[Aim of the task]
An exact copy of all the entries is what is needed here.

BEGIN Source material

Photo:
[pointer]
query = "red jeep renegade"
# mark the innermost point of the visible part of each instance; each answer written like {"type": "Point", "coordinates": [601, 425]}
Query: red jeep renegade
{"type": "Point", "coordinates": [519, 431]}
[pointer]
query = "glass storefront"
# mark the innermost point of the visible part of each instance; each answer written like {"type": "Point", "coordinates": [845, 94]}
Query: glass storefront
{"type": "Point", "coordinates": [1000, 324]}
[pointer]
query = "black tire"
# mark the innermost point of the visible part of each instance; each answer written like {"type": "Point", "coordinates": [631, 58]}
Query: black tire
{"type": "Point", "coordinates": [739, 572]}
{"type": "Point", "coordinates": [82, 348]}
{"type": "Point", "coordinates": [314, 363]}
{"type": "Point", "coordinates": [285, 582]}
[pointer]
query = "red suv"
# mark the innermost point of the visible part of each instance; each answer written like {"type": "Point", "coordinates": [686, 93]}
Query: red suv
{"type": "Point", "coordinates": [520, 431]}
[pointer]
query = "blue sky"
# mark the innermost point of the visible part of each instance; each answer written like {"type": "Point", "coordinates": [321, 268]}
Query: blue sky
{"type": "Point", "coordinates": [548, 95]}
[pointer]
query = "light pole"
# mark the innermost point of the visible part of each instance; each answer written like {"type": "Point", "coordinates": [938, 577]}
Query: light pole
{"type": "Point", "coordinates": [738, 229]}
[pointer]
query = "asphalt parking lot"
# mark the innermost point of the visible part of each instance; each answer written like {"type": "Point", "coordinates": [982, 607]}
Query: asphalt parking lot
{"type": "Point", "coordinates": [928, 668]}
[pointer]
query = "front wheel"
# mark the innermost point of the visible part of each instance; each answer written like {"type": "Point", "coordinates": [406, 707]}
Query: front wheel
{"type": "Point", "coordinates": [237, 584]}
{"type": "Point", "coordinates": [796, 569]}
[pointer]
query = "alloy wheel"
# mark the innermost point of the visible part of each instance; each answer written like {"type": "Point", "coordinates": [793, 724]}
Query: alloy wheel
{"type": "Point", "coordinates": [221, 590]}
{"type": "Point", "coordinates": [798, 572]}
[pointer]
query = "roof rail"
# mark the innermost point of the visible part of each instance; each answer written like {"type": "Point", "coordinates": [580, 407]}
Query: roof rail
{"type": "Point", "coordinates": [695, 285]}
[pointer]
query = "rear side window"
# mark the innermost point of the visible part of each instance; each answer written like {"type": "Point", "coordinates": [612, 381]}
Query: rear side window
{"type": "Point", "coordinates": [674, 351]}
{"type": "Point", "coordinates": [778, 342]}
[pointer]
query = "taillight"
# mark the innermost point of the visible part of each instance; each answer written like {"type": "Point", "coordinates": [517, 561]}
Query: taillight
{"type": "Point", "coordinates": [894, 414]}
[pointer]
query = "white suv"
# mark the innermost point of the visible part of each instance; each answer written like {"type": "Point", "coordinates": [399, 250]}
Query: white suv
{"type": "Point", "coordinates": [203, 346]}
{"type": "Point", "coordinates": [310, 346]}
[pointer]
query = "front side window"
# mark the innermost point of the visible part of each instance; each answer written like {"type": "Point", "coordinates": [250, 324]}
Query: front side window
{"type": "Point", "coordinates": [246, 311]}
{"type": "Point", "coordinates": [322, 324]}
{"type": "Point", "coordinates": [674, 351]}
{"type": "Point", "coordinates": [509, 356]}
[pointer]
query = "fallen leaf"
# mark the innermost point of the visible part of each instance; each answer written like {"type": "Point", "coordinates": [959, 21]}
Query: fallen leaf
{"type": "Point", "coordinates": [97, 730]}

END Source material

[Exercise result]
Photo:
[pointer]
query = "red jeep renegade"
# mark the innermost point of the visible part of each instance; each answer written like {"type": "Point", "coordinates": [601, 425]}
Query: red jeep renegade
{"type": "Point", "coordinates": [519, 431]}
[pointer]
query = "glass storefront"
# mark the innermost point of the visible part of each instance; each answer written like {"type": "Point", "coordinates": [845, 94]}
Query: glass storefront
{"type": "Point", "coordinates": [1000, 324]}
[pointer]
query = "black tire"
# mark the innermost point of the visible part of each instance; each answer written like {"type": "Point", "coordinates": [631, 58]}
Query: black tire
{"type": "Point", "coordinates": [739, 572]}
{"type": "Point", "coordinates": [82, 348]}
{"type": "Point", "coordinates": [314, 363]}
{"type": "Point", "coordinates": [285, 582]}
[pointer]
query = "red suv"
# mark the innermost point of the visible part of each instance; each answer written like {"type": "Point", "coordinates": [686, 93]}
Query: red suv
{"type": "Point", "coordinates": [520, 431]}
[pointer]
query = "blue sky"
# mark the innermost point of the visible part of each instance; each answer written like {"type": "Point", "coordinates": [321, 268]}
Query: blue sky
{"type": "Point", "coordinates": [548, 95]}
[pointer]
query = "light pole"
# mark the innermost point of the visible part of each instance; each answer written like {"type": "Point", "coordinates": [938, 577]}
Query: light pole
{"type": "Point", "coordinates": [738, 229]}
[pointer]
query = "asphalt parking lot"
# mark the innermost point of the visible part of each instance; each answer written like {"type": "Point", "coordinates": [982, 607]}
Query: asphalt parking lot
{"type": "Point", "coordinates": [928, 668]}
[pointer]
query = "front wheel"
# mark the innermost point of the visible part of each instance; each answer written like {"type": "Point", "coordinates": [406, 707]}
Query: front wheel
{"type": "Point", "coordinates": [237, 584]}
{"type": "Point", "coordinates": [796, 569]}
[pointer]
query = "alloy wheel"
# mark the innermost point of the visible part of each instance; each answer written like {"type": "Point", "coordinates": [793, 724]}
Query: alloy wheel
{"type": "Point", "coordinates": [221, 590]}
{"type": "Point", "coordinates": [798, 572]}
[pointer]
query = "roof rail"
# mark the innermost point of the visible part of each instance; each answer written like {"type": "Point", "coordinates": [580, 407]}
Query: roof rail
{"type": "Point", "coordinates": [695, 285]}
[pointer]
query = "rear side window"
# mark the innermost point of the visible part of each instance; each answer written like {"type": "Point", "coordinates": [612, 381]}
Query: rear side window
{"type": "Point", "coordinates": [674, 351]}
{"type": "Point", "coordinates": [778, 342]}
[pointer]
query = "taillight"
# mark the innermost point of the visible part of each instance; each answer written like {"type": "Point", "coordinates": [517, 561]}
Query: taillight
{"type": "Point", "coordinates": [894, 414]}
[pointer]
query = "white suv"
# mark the innermost point of the visible part of each instance; each answer written like {"type": "Point", "coordinates": [399, 250]}
Query: white suv
{"type": "Point", "coordinates": [203, 346]}
{"type": "Point", "coordinates": [310, 346]}
[pointer]
query = "front side window"
# mark the innermost point of the visible part of each instance; each answer written like {"type": "Point", "coordinates": [250, 324]}
Query: front side window
{"type": "Point", "coordinates": [246, 311]}
{"type": "Point", "coordinates": [322, 324]}
{"type": "Point", "coordinates": [674, 351]}
{"type": "Point", "coordinates": [509, 356]}
[pointer]
query = "fallen leaf"
# mark the innermost point of the visible part of each instance; each answer written like {"type": "Point", "coordinates": [959, 21]}
Query: fallen leaf
{"type": "Point", "coordinates": [97, 730]}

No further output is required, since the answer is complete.